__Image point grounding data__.
┄┄┄┄┄┄┄┄┄┄

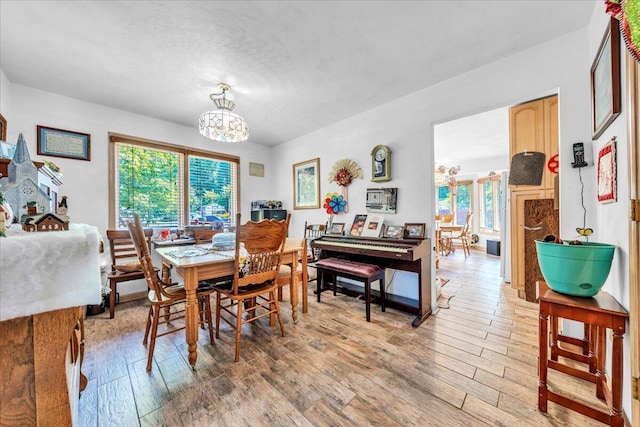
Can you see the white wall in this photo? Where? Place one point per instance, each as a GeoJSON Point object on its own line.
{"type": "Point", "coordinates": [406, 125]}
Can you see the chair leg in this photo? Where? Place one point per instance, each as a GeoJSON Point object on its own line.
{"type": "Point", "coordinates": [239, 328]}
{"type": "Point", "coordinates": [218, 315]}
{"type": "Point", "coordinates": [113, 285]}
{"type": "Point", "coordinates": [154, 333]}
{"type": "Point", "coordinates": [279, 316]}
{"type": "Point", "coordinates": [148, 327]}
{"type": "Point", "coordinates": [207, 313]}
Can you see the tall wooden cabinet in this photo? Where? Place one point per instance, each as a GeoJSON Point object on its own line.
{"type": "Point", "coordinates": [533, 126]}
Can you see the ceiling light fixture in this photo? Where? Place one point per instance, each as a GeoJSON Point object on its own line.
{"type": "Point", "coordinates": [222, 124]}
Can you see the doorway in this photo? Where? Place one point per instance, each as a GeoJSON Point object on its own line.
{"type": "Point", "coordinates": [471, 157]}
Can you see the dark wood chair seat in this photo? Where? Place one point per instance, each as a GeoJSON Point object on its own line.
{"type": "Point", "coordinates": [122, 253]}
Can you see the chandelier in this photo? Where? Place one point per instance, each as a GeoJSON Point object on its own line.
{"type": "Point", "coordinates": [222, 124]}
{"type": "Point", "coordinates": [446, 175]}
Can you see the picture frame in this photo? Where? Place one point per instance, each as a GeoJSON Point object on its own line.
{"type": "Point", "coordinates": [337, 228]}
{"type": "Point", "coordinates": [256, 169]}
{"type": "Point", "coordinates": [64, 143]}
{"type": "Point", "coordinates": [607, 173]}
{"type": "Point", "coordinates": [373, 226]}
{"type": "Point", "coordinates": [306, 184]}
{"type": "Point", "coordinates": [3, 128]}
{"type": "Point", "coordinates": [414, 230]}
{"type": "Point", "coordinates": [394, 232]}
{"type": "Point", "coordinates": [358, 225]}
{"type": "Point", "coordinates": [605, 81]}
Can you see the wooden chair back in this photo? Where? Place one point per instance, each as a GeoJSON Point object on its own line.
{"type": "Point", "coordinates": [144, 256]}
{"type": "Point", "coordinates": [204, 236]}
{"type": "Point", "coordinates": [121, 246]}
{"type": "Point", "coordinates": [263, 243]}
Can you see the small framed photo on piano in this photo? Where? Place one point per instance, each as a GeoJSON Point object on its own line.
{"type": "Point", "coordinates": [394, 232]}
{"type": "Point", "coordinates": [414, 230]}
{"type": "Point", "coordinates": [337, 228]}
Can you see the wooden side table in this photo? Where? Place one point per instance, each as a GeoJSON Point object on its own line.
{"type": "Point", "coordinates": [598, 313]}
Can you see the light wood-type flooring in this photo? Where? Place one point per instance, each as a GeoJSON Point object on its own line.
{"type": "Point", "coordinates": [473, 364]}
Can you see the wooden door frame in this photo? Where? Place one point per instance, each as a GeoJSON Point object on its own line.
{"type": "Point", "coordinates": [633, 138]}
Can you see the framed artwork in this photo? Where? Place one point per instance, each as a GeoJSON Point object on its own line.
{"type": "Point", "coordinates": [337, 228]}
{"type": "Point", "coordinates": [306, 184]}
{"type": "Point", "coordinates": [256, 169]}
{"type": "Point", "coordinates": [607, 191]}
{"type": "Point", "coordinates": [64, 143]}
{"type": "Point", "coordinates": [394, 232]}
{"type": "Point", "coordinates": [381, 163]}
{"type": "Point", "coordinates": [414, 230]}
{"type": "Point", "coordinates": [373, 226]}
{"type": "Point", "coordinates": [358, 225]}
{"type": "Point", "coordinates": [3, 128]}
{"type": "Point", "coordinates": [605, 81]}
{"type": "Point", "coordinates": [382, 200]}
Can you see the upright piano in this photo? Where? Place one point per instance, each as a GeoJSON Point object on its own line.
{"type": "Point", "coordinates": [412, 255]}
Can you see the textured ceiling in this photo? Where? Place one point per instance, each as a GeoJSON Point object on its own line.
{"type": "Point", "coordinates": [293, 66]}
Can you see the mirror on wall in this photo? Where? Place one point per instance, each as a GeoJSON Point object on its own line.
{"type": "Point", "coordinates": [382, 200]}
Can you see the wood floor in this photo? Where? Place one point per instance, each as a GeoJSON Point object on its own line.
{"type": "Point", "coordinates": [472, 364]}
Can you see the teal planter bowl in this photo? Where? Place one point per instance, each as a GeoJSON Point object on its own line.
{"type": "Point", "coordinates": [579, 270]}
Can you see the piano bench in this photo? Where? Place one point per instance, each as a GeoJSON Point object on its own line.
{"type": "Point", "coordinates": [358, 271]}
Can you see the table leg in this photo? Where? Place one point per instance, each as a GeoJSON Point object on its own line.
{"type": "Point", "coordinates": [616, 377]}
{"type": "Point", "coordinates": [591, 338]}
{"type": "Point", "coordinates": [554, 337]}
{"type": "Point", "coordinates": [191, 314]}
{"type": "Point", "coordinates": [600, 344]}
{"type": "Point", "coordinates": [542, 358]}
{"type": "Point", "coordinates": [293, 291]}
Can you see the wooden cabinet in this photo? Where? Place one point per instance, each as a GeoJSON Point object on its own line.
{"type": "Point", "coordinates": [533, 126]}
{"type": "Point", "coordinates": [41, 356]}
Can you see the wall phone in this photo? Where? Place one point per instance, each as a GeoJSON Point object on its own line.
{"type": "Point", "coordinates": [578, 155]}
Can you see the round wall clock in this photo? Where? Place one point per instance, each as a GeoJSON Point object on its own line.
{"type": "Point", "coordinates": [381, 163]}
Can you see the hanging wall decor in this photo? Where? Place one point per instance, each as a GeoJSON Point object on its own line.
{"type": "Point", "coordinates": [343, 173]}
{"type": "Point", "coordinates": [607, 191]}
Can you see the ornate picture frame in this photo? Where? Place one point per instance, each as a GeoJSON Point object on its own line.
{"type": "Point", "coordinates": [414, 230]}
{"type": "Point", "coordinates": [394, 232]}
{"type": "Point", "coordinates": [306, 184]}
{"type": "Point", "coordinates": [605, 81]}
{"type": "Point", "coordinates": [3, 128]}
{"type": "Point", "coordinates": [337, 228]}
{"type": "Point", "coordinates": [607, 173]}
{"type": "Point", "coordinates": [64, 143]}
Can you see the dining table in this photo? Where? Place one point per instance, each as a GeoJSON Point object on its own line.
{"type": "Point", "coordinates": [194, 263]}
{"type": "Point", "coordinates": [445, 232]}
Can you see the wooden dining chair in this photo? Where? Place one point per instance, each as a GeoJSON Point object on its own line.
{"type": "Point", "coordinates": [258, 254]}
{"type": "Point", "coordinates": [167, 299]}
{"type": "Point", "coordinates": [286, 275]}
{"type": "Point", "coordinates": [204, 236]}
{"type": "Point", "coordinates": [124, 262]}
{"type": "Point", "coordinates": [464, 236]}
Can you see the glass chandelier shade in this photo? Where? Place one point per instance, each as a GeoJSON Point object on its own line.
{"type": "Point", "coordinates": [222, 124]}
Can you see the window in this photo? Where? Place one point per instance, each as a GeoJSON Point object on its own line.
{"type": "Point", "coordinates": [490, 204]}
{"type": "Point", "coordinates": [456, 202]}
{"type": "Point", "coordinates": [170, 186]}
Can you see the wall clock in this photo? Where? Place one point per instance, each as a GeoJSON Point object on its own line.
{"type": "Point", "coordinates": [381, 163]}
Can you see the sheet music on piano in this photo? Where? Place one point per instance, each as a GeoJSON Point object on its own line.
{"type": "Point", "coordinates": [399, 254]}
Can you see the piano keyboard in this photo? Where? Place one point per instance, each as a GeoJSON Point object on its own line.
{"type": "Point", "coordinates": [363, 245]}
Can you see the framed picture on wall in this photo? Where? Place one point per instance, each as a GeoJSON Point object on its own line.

┄┄┄┄┄┄┄┄┄┄

__Your goal__. What the records say must be written out exactly, with none of their pictures.

__Written reply__.
Can you see the white wall in this photo? Where? Place one point per instance, each as a GeoJSON Point object on its own line.
{"type": "Point", "coordinates": [406, 125]}
Can you see the chair leg in this photo? Where? Place one point per instance, each as a GeoJSON Point object on its own line.
{"type": "Point", "coordinates": [239, 328]}
{"type": "Point", "coordinates": [218, 315]}
{"type": "Point", "coordinates": [113, 285]}
{"type": "Point", "coordinates": [154, 333]}
{"type": "Point", "coordinates": [279, 316]}
{"type": "Point", "coordinates": [148, 327]}
{"type": "Point", "coordinates": [207, 313]}
Can you see the tall wooden cabinet in this photo? Where? Place one point per instance, each as a GeoJSON Point object on its own line.
{"type": "Point", "coordinates": [533, 126]}
Can you see the ceiling light fixture in this photo? Where? Place one point per instance, each as a GeoJSON Point object on its own line.
{"type": "Point", "coordinates": [222, 124]}
Can you see the doorway in this photo? Where? Place one point per instance, each as a GeoJSON Point object on its own line.
{"type": "Point", "coordinates": [471, 157]}
Can you see the dark wood chair seat in this photo? Where? Place one point per instance, each as a GeoJSON Point object on its own line.
{"type": "Point", "coordinates": [122, 253]}
Can you see the chandelier in this photo? Where? Place one point per instance, each as a GeoJSON Point object on its own line.
{"type": "Point", "coordinates": [222, 124]}
{"type": "Point", "coordinates": [446, 175]}
Can you see the picture frame in this photo? Where? Place one point per instance, each as a GeoJSON Point object on its own line.
{"type": "Point", "coordinates": [337, 228]}
{"type": "Point", "coordinates": [256, 169]}
{"type": "Point", "coordinates": [64, 143]}
{"type": "Point", "coordinates": [607, 173]}
{"type": "Point", "coordinates": [373, 226]}
{"type": "Point", "coordinates": [306, 184]}
{"type": "Point", "coordinates": [3, 128]}
{"type": "Point", "coordinates": [414, 230]}
{"type": "Point", "coordinates": [394, 232]}
{"type": "Point", "coordinates": [358, 225]}
{"type": "Point", "coordinates": [605, 81]}
Can you see the wooden chair back in this photo? Where? Place one point per instance, each as a GeoJSON Point object on its own line.
{"type": "Point", "coordinates": [144, 256]}
{"type": "Point", "coordinates": [204, 236]}
{"type": "Point", "coordinates": [121, 246]}
{"type": "Point", "coordinates": [263, 243]}
Can you see the small framed photo on piano in this photo? Where? Place one point per instance, each as a GeoJSON Point object on its own line.
{"type": "Point", "coordinates": [394, 232]}
{"type": "Point", "coordinates": [414, 230]}
{"type": "Point", "coordinates": [337, 228]}
Can you see the wooden side table in this photo? Where? Place one point per instance, each as a GeoJSON Point object on its own line.
{"type": "Point", "coordinates": [598, 313]}
Can you see the light wood-type flooring in this photo? Where? Place one point per instance, each as a GeoJSON Point object on its own line.
{"type": "Point", "coordinates": [473, 364]}
Can you see the wooden door frame in this photo? Where? Place one point per instance, each as a GeoJSON Point object on its own line.
{"type": "Point", "coordinates": [633, 138]}
Can you see the framed artwork in this photo? Where? Place one point per instance, each as a GeoJSON Point object on its own line.
{"type": "Point", "coordinates": [337, 228]}
{"type": "Point", "coordinates": [306, 184]}
{"type": "Point", "coordinates": [256, 169]}
{"type": "Point", "coordinates": [607, 191]}
{"type": "Point", "coordinates": [64, 143]}
{"type": "Point", "coordinates": [394, 232]}
{"type": "Point", "coordinates": [381, 163]}
{"type": "Point", "coordinates": [414, 230]}
{"type": "Point", "coordinates": [373, 226]}
{"type": "Point", "coordinates": [358, 225]}
{"type": "Point", "coordinates": [3, 128]}
{"type": "Point", "coordinates": [605, 81]}
{"type": "Point", "coordinates": [382, 200]}
Can you see the upright piano in this photo? Where? Place one point per instance, each as a GeoJSON Point object on its own line.
{"type": "Point", "coordinates": [412, 255]}
Can you see the textured ceiling in this photo? Where? Place one point per instance, each as a GeoJSON Point object on its own line.
{"type": "Point", "coordinates": [293, 66]}
Can you see the mirror on wall in this photo? Where? Place one point per instance, each as a GeoJSON Point object on its own line.
{"type": "Point", "coordinates": [382, 200]}
Can you see the wood floor in this photo? Where? Place one point per instance, each as a GeoJSON Point object on its own line.
{"type": "Point", "coordinates": [472, 364]}
Can you see the teal planter bowl in this photo? Where? Place one point per instance, each as a GeoJSON Point object on its own line.
{"type": "Point", "coordinates": [579, 270]}
Can you see the piano bench in this photo? Where? Place one point per instance, each as a GeoJSON Point object on its own line.
{"type": "Point", "coordinates": [358, 271]}
Can you see the table leg in this photo? Where? Place one point per instance, each as a GeoJSON Point object on its own line.
{"type": "Point", "coordinates": [616, 377]}
{"type": "Point", "coordinates": [591, 338]}
{"type": "Point", "coordinates": [554, 337]}
{"type": "Point", "coordinates": [191, 314]}
{"type": "Point", "coordinates": [600, 344]}
{"type": "Point", "coordinates": [542, 358]}
{"type": "Point", "coordinates": [293, 291]}
Can you see the wooden cabinet in this photo? Where? Place one point per instance, each as a GeoJSON Point object on its own line.
{"type": "Point", "coordinates": [533, 126]}
{"type": "Point", "coordinates": [41, 356]}
Can you see the wall phone in this photo? Where? Place one point per instance, each as a GeoJSON Point object on its own line.
{"type": "Point", "coordinates": [578, 155]}
Can you see the round wall clock in this photo? Where? Place one point per instance, each as a GeoJSON Point object on its own line.
{"type": "Point", "coordinates": [381, 163]}
Can you see the hanging wall decor in this photo? Where? Place one point per instance, each as a GeoJSON Point object on its own line.
{"type": "Point", "coordinates": [343, 173]}
{"type": "Point", "coordinates": [607, 191]}
Can you see the ornate picture frame in this photo? Where? Place one point per instance, each as a GeoJSON Point object on its own line.
{"type": "Point", "coordinates": [414, 230]}
{"type": "Point", "coordinates": [394, 232]}
{"type": "Point", "coordinates": [306, 184]}
{"type": "Point", "coordinates": [605, 81]}
{"type": "Point", "coordinates": [3, 128]}
{"type": "Point", "coordinates": [337, 228]}
{"type": "Point", "coordinates": [607, 173]}
{"type": "Point", "coordinates": [64, 143]}
Can you see the dining table in this photo? Where? Place one point per instance, each as a GeoJSON Point object on its own line.
{"type": "Point", "coordinates": [194, 263]}
{"type": "Point", "coordinates": [445, 232]}
Can you see the wooden dining chair in this photo? Where? Place one point per instance, each as a GeoJSON Point object on its own line.
{"type": "Point", "coordinates": [258, 254]}
{"type": "Point", "coordinates": [167, 299]}
{"type": "Point", "coordinates": [286, 275]}
{"type": "Point", "coordinates": [204, 236]}
{"type": "Point", "coordinates": [124, 262]}
{"type": "Point", "coordinates": [464, 236]}
Can you see the glass chandelier shade in this photo? Where? Place one point per instance, each as a GeoJSON Point object on its own line.
{"type": "Point", "coordinates": [222, 124]}
Can you see the window in this photo? Where? Place one point per instance, each as a GeoJSON Point object on its own line.
{"type": "Point", "coordinates": [490, 204]}
{"type": "Point", "coordinates": [456, 202]}
{"type": "Point", "coordinates": [170, 186]}
Can you see the wall clock in this photo? Where? Place one point per instance, each as a GeoJSON Point object on its own line.
{"type": "Point", "coordinates": [381, 163]}
Can you see the sheet music on piano in this photo? Where? Place one point per instance, each as a GeoJSON Point object on its own line.
{"type": "Point", "coordinates": [399, 254]}
Can you see the piano keyboard in this photo? Where? Place one point per instance, each as a GeoJSON Point object on its own line.
{"type": "Point", "coordinates": [363, 245]}
Can you see the framed picture on wall in this photo? Where? Place one point per instance, each as a GeoJSON Point object on its own line.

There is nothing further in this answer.